Provided text:
* Start *
Some days I question whether my kids are learning anything useful. You try to teach them where their house is located and it is torture even though they have memorized the exact location of every Chuck E. Cheese and Toy’s R’Us. So it is a real joy when one of the kids actually shows us they know something other than what they’ve learned on Looney Tunes or Sponge Bob (Yikes!). So we were pleasantly surprised when MC, out of the blue just started reciting a Bible verse.
Now a 10 year old learning a Bible verse isn’t all that spectacular until you realize that MC has central auditory processing disorder and the attention span of an ADHD gnat; quite frankly I’m shocked he learns anything. There are times during the day where he just runs from one side of the house to the other over and over; I need a nap just watching him. It isn’t like we’ve locked him away in the house. He can play in the pool, on his bike or scooter, or on the trampoline (SD Tip: My wife got an indoor/outdoor trampoline for Christmas and it has been the best gift ever. She figured the kids could work off some energy when they couldn’t go outside. The kids use it every day). So it is reason to celebrate when he walks up to my wife and perfectly recites Matthew 26:41:
“Keep alert and pray. Otherwise temptation will overpower you. For the spirit is willing enough, the body is weak!”
For me this verse represents more than just MC learning a Bible verse, but reminds me that we as parents need to keep alert and pray. With the challenges we face many have given in to despair. Many others are willing and want to help their children, but have been worn down. However, Super Dads have learned that it is in fighting for our families that we leave our mark on this world. So keep alert, pray, and fight the good fight!
So my wife and I decided earlier this year that we wanted to take the kids to see some new places and we should look at RVs. Now when planning to travel for extended periods of time in a small space with children you have to do a lot of thinking about what is really important. When you have special needs children you REALLY have to think! All of the kids are really excited about getting an RV so getting them to go shopping is not a problem, but it is always an adventure. First thing to know is if it has a door the kids will open and close it. If you have ever been in an RV, then you know there is no shortage of doors. The second thing to be aware of is that RVs have toilets, kind of an important feature, and so you will likely want to keep track of the kids. Lucky for us they had wrapped the toilets with plastic; I’m guessing they learned from experience. Third, the kids love the horn (aka: heart check device). The last thing an elderly couple expects while walking or riding a golf cart down a row of RVs at the dealership, is to have some kid laying on the horn right beside them. Sure it is fun when we do it to mom in the garage, but I don’t want to be apologizing to the person on the stretcher because my kid gave them a heart attack. Next thing you should know is if the kids can sit or stand on it they will. Every bed, chair, couch, table, and shower has to be experienced by every child. Lastly, RVs have a lot of buttons and switches! I think most of us are familiar with how tempting buttons and switches can be for an autistic child. I had told all the children not to touch them and at one point I heard AC arguing with herself saying “no touch”. Luckily that is a cue that temptation is getting to be too much so I quickly made my way over and helped redirect her to another activity. Mrs. Super Dad mentioned that it was about right then that MC decided to lay on the horn. Yep, we tag-team even at the RV dealership.
* End *
Goal 1: According to the post, what did the wife get for Christmas?
Goal 2: Locate every line in the records that contains the string "hair", and copy each of those lines. Case counts.
The post and the records have no connection to each other.

Record set:
* Start *
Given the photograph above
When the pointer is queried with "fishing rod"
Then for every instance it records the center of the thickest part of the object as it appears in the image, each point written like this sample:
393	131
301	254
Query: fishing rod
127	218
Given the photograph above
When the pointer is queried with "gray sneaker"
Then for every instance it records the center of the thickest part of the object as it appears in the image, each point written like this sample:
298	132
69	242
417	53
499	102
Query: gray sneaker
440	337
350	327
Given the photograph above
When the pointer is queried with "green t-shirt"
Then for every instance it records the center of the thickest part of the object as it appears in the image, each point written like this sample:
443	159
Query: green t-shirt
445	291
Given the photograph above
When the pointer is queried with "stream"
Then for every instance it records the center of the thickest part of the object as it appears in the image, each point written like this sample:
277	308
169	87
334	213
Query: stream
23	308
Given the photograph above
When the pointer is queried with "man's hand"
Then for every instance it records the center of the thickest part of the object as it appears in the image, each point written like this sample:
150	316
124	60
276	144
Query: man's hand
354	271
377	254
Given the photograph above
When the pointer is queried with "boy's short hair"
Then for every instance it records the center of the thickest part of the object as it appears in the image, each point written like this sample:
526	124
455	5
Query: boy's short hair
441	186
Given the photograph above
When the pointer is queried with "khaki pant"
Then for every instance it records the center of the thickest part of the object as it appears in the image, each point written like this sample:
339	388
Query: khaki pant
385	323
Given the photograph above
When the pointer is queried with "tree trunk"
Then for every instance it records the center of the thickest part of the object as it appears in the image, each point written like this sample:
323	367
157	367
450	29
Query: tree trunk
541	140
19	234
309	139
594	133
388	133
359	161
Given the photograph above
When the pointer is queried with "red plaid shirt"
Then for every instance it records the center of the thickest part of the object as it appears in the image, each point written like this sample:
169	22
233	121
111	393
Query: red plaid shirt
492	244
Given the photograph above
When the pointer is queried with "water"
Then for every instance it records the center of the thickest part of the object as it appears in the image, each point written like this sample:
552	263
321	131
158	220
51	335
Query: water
* End *
Exercise response 1: She got an indoor/outdoor trampoline.

Exercise response 2:
When the pointer is queried with "boy's short hair"
Query: boy's short hair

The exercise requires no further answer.